== WHAT IS BEING ASKED ==
State how many lines in the items below contain the word "daffodil". Reply with the number alone.

== RAW DATA ==
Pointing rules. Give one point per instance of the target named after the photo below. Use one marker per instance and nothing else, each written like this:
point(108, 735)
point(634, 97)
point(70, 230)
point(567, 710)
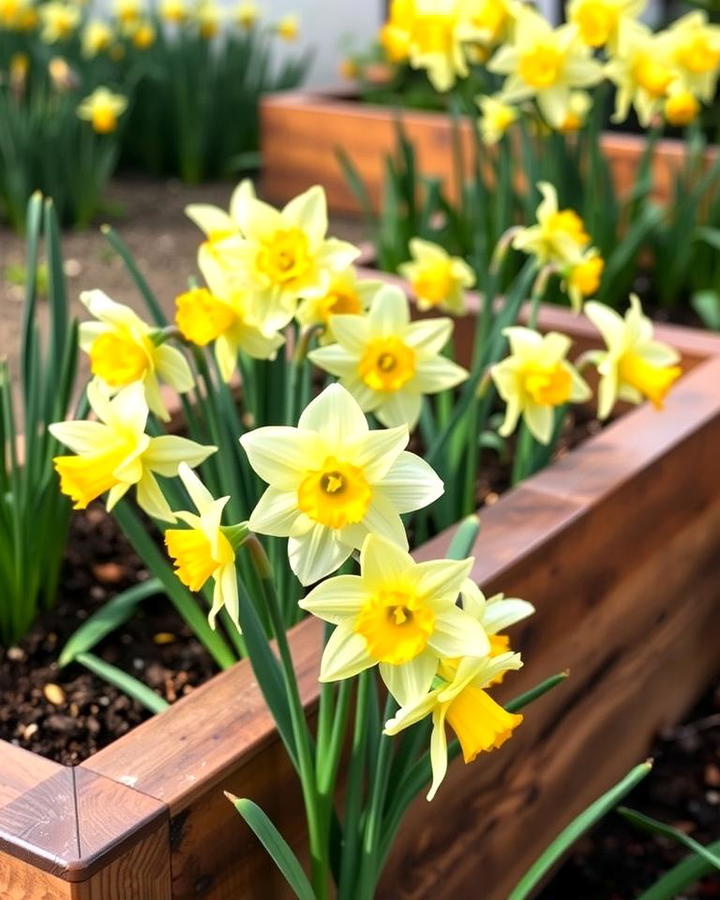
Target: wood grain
point(301, 132)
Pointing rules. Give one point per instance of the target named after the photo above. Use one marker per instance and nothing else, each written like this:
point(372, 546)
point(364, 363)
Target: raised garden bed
point(618, 546)
point(301, 131)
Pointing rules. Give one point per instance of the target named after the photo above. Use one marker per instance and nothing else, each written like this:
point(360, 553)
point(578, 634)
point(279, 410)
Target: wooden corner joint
point(70, 822)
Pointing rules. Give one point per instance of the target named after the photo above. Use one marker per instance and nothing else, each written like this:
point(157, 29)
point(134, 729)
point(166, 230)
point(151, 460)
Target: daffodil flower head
point(114, 453)
point(633, 367)
point(437, 279)
point(544, 63)
point(559, 235)
point(397, 614)
point(122, 351)
point(283, 255)
point(346, 295)
point(388, 362)
point(496, 116)
point(102, 109)
point(599, 21)
point(332, 481)
point(203, 551)
point(461, 700)
point(535, 379)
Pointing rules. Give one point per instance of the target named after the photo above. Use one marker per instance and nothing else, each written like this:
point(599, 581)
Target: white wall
point(328, 26)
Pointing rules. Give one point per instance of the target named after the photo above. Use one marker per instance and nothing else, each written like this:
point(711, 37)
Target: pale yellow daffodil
point(437, 279)
point(332, 481)
point(535, 379)
point(123, 350)
point(397, 614)
point(461, 701)
point(544, 63)
point(634, 366)
point(114, 453)
point(387, 362)
point(203, 551)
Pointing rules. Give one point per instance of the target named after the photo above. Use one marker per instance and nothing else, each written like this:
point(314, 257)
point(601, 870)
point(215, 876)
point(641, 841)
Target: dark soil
point(616, 861)
point(67, 715)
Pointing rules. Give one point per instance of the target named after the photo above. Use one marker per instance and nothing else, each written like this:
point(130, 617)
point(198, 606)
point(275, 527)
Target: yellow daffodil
point(283, 255)
point(114, 453)
point(496, 117)
point(246, 15)
point(123, 350)
point(535, 379)
point(599, 21)
point(460, 699)
point(546, 64)
point(397, 614)
point(695, 52)
point(559, 235)
point(388, 362)
point(437, 279)
point(681, 107)
point(223, 313)
point(203, 551)
point(346, 295)
point(97, 37)
point(634, 366)
point(102, 109)
point(288, 28)
point(59, 21)
point(332, 481)
point(642, 69)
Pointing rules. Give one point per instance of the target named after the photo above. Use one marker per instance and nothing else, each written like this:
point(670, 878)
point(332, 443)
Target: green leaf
point(109, 617)
point(646, 823)
point(126, 683)
point(681, 876)
point(276, 846)
point(576, 829)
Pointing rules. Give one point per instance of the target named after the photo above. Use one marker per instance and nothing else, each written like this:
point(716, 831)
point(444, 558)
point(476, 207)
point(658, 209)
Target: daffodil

== ANSWER TO THE TASK ==
4